Work to be completed
Arrange the records from the line with "One marker belongs on each instance of the elderly" up to and including the line with "[(307, 35)]" as a Markdown table with the columns Row and Line. Give each line its own row number, and leave out blank lines.

━━━━━━━━━━━━━━━━━━━━━━━━━━━━━━

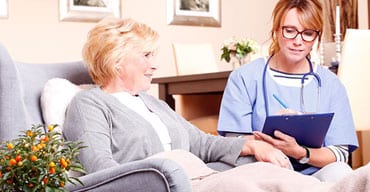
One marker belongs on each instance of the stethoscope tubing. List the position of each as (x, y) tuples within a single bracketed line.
[(311, 72)]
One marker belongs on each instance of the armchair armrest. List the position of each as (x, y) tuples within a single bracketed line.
[(143, 175)]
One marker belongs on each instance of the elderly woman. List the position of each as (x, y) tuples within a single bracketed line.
[(119, 122)]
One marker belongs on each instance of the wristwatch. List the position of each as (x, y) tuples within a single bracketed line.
[(306, 158)]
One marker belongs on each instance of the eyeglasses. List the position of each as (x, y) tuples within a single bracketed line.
[(307, 35)]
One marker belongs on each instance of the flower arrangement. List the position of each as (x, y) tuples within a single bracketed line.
[(238, 48), (38, 160)]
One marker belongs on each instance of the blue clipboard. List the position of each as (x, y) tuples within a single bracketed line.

━━━━━━━━━━━━━━━━━━━━━━━━━━━━━━

Task response
| Row | Line |
|---|---|
| 1 | One marker belongs on each instance of the elderly woman. List the position of each as (x, y) tuples within a single bracketed line. |
| 2 | [(119, 122)] |
| 3 | One marker belongs on each instance of the wristwatch. List the position of each as (x, y) tuples within a single bracketed line. |
| 4 | [(306, 158)] |
| 5 | One marker belongs on each instance of the eyeglasses. List the position of each as (x, y) tuples within a single bracketed line. |
| 6 | [(307, 35)] |